§ **ENTRIES SHOWN**:

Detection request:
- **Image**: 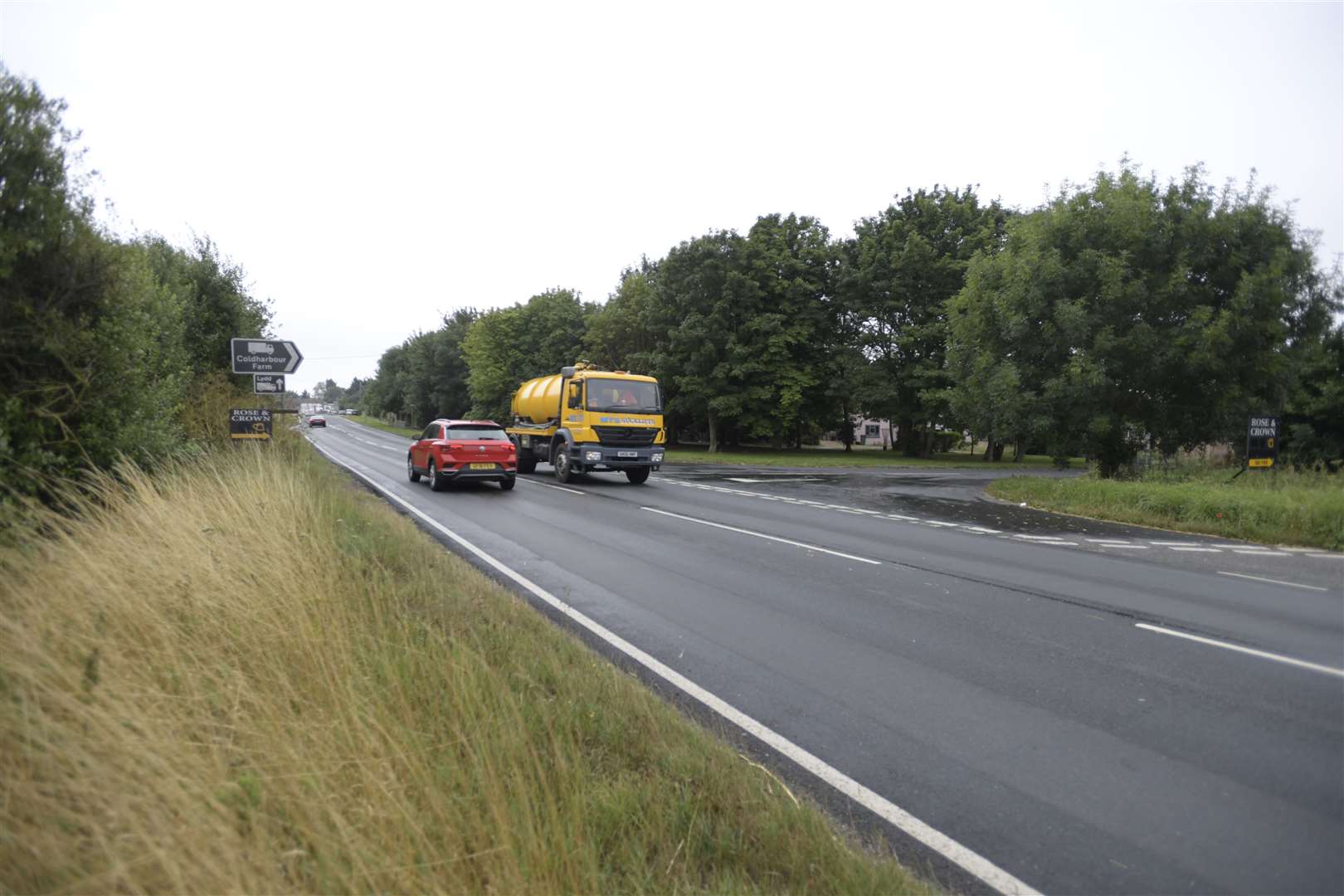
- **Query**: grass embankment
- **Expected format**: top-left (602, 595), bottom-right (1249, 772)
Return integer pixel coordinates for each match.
top-left (667, 446), bottom-right (1079, 470)
top-left (0, 434), bottom-right (925, 894)
top-left (989, 467), bottom-right (1344, 551)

§ **DO THIS**: Convert the entries above into a two-column CSV with the headers entry_text and answer, one row per entry. Put each field in quotes, replace line breaks with spaces, and omit the pictures.

§ **SOLUTION FOR THIS TASK**:
entry_text,answer
"Detection request: - **Image**: - **Query**: grass embankment - **Expected format**: top-left (602, 595), bottom-right (1249, 772) Return integer pixel coordinates for each match.","top-left (667, 446), bottom-right (1079, 470) top-left (0, 434), bottom-right (925, 894) top-left (989, 467), bottom-right (1344, 551)"